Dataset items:
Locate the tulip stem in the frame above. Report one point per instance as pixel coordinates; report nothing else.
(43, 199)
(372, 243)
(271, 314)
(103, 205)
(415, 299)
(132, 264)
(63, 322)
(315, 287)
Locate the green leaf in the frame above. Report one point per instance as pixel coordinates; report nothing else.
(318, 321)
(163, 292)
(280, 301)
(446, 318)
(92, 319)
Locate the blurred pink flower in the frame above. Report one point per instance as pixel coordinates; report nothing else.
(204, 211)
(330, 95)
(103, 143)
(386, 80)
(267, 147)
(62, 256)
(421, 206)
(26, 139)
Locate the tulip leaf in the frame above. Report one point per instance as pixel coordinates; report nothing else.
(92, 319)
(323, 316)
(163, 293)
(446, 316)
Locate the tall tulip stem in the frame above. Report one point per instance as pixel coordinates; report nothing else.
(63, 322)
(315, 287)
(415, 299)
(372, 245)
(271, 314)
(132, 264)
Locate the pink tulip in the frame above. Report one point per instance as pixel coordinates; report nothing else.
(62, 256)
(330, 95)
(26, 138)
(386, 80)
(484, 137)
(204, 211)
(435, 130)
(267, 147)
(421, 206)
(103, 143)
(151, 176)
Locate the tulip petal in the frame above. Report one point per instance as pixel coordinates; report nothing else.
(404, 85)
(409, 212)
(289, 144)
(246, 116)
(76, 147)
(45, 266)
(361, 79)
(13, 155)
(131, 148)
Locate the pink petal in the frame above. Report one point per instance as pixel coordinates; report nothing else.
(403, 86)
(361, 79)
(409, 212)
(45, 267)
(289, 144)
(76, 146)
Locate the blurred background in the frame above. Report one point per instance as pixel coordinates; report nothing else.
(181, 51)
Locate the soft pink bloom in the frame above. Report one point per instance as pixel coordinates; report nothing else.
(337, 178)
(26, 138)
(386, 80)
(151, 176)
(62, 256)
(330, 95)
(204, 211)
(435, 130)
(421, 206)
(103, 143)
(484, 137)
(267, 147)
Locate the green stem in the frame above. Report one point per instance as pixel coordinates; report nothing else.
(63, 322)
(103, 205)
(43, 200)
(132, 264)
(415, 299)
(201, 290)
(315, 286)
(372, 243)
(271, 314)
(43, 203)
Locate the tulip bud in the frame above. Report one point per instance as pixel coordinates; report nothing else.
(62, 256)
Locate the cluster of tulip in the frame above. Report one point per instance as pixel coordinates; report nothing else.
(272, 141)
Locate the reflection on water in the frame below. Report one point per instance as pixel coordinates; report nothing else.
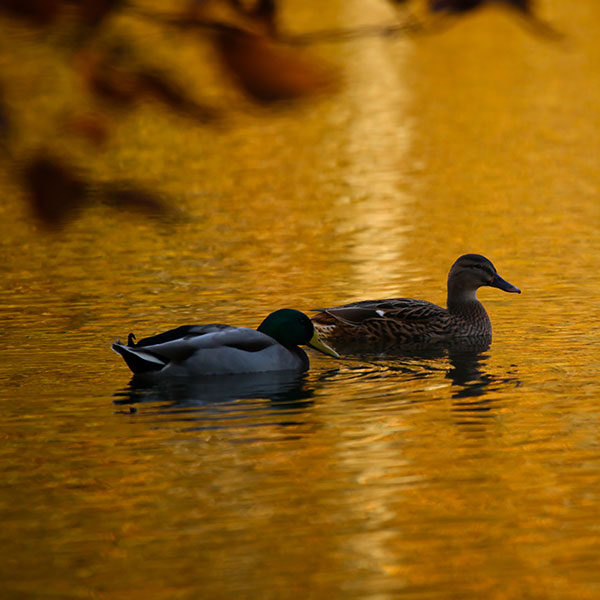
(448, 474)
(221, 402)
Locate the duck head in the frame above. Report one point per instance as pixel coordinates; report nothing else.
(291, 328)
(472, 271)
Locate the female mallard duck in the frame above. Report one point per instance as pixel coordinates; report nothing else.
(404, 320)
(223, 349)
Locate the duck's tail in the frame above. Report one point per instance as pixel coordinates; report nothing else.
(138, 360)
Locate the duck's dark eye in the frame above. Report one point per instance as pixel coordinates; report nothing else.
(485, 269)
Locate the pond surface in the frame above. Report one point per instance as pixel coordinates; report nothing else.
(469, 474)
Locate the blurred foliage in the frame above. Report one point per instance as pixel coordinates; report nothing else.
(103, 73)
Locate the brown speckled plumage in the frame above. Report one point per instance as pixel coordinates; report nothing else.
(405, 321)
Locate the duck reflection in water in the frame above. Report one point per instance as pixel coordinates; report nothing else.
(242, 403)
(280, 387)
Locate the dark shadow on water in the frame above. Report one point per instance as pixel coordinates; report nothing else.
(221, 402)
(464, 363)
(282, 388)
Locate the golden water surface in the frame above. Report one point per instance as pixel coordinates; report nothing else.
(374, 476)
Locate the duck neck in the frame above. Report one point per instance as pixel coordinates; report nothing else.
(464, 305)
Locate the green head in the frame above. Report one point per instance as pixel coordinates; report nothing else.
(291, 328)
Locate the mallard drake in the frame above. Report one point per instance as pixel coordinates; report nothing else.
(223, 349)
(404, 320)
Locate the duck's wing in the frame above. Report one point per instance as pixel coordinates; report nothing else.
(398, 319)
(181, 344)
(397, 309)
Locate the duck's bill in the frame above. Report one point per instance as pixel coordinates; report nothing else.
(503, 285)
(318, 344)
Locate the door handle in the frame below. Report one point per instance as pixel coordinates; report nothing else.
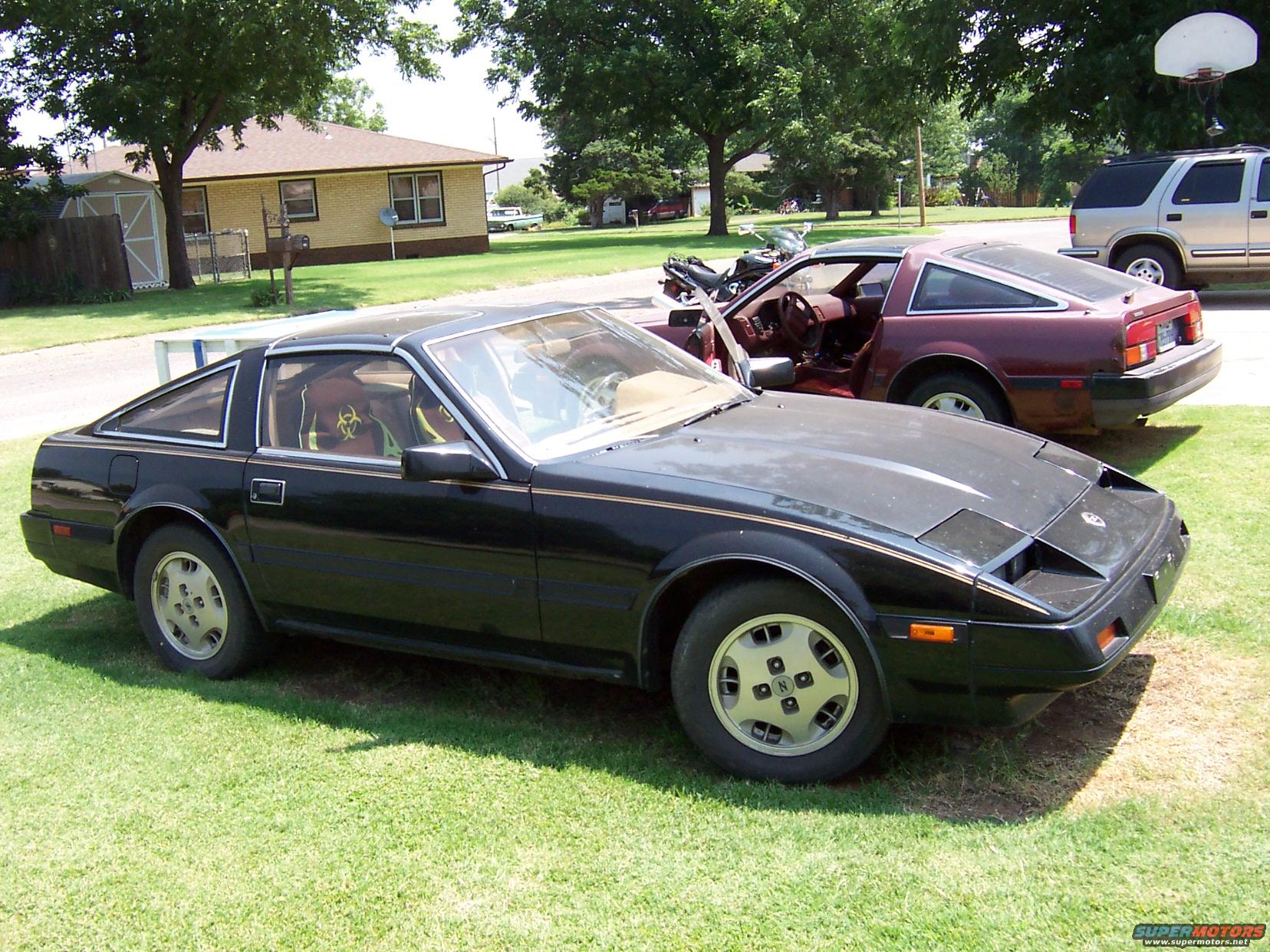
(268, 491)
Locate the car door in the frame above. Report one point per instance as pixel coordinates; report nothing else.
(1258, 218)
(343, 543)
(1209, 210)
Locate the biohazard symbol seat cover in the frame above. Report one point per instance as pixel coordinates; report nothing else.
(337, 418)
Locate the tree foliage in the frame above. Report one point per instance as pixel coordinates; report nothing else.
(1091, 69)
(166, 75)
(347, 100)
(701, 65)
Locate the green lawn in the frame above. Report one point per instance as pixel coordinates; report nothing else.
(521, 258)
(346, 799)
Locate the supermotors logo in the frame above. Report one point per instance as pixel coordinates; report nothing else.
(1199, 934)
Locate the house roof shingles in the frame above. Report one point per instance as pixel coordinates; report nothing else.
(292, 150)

--

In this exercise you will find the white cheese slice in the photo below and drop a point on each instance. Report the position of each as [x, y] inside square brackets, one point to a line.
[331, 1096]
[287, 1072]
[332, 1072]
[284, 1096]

= WHAT IS EXPECTED =
Pull out each line of the material that includes the word "leaf" and list them.

= EXERCISE RESPONSE =
Locate the green leaf in the frame above. Report one point per instance as pixel coordinates; report nothing else.
Locate the tulip leaf in the frame above. Report one point per instance as pixel coordinates; report nothing else.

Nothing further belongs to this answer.